The exercise:
Please count the lines in the records below that contain the string "before", matching case exactly, and reply with the number alone.

Task material:
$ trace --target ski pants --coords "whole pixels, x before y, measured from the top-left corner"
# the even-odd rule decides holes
---
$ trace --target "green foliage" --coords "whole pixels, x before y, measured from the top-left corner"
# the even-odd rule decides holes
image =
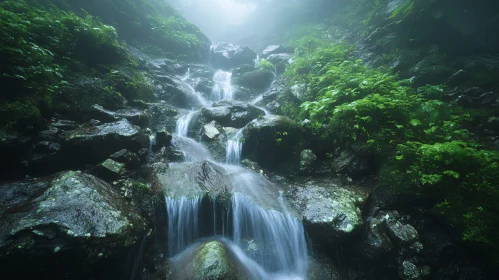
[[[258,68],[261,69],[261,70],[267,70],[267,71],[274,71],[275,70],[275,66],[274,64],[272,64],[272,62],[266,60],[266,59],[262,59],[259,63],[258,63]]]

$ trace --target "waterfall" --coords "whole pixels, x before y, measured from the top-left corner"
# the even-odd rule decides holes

Solution for this task:
3